Exercise:
In full and without change, transcribe the records below.

Materials provided section start

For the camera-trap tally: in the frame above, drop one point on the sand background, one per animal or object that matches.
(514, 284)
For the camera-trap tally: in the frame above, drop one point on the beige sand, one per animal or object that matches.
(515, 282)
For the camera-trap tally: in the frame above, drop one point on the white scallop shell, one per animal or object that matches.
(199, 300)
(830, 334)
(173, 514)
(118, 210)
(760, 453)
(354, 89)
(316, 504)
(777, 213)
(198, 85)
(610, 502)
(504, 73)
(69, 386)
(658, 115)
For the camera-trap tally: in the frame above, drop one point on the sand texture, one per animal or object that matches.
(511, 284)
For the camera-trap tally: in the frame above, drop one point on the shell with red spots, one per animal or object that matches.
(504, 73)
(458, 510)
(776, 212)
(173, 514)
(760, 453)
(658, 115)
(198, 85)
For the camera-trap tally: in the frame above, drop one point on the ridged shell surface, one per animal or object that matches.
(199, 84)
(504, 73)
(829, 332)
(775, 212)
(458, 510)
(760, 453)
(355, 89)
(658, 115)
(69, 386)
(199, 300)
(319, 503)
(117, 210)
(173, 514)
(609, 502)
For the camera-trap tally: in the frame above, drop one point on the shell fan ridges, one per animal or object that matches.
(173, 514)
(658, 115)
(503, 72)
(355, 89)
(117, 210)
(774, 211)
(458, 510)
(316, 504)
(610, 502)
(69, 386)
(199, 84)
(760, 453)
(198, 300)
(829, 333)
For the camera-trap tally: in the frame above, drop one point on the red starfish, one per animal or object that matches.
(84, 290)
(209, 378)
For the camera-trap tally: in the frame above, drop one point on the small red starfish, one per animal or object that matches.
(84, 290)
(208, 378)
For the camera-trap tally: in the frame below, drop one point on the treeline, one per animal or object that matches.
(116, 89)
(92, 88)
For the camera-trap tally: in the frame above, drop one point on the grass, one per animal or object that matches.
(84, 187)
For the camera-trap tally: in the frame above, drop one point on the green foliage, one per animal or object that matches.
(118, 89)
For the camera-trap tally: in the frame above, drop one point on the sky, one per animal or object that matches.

Materials provided section end

Task response:
For the camera-trap tally: in the frame above, drop one point on the sand background, one per animal or object that matches.
(514, 284)
For the camera-trap tally: in the frame above, drop one point on the beige sand, one per animal or object that matches.
(515, 282)
For the camera-trap tally: in the frame above, drop one point on the white scallop shell, one per animal or object that matches.
(199, 300)
(830, 334)
(173, 514)
(118, 210)
(760, 453)
(354, 89)
(316, 504)
(777, 213)
(198, 85)
(610, 502)
(504, 73)
(69, 386)
(658, 115)
For the camera-trap tally: in the frame above, drop one point on the sand texture, one per animal or object that matches.
(511, 284)
For the camera-trap tally: in the frame above, drop one point on the shell with red spots, one per animal or object that matches.
(504, 73)
(458, 510)
(776, 212)
(173, 514)
(760, 453)
(658, 115)
(198, 85)
For the camera-trap tally: in the frame above, drop one point on the ridged shell surface, one per animal or object that matches.
(199, 84)
(504, 73)
(829, 332)
(775, 212)
(458, 510)
(760, 453)
(355, 89)
(658, 115)
(69, 386)
(199, 300)
(319, 503)
(117, 210)
(173, 514)
(609, 502)
For the camera-trap tally: in the frame above, drop one point on the shell fan ridges, one per animal or object that matches.
(173, 514)
(658, 115)
(503, 72)
(355, 89)
(117, 210)
(774, 211)
(458, 510)
(316, 504)
(610, 502)
(69, 386)
(199, 84)
(760, 453)
(198, 300)
(829, 333)
For the camera-trap tally: in the frame above, drop one point on the red starfish, one per animal or object that matches.
(84, 290)
(209, 378)
For the camera-trap tally: in the frame above, drop one point on the small red starfish, one per animal or object that matches.
(84, 290)
(208, 378)
For the camera-trap tally: in the frame below, drop one point on the treeline, one per animal or object that matches.
(116, 89)
(92, 88)
For the camera-trap tally: in the frame above, drop one point on the grass, one per animal or object that matches.
(84, 187)
For the camera-trap tally: in the frame above, drop one point on the green foliage, one per animal or object that matches.
(118, 89)
For the camera-trap tally: in the frame above, drop one point on the sky, one per animal or object that matches.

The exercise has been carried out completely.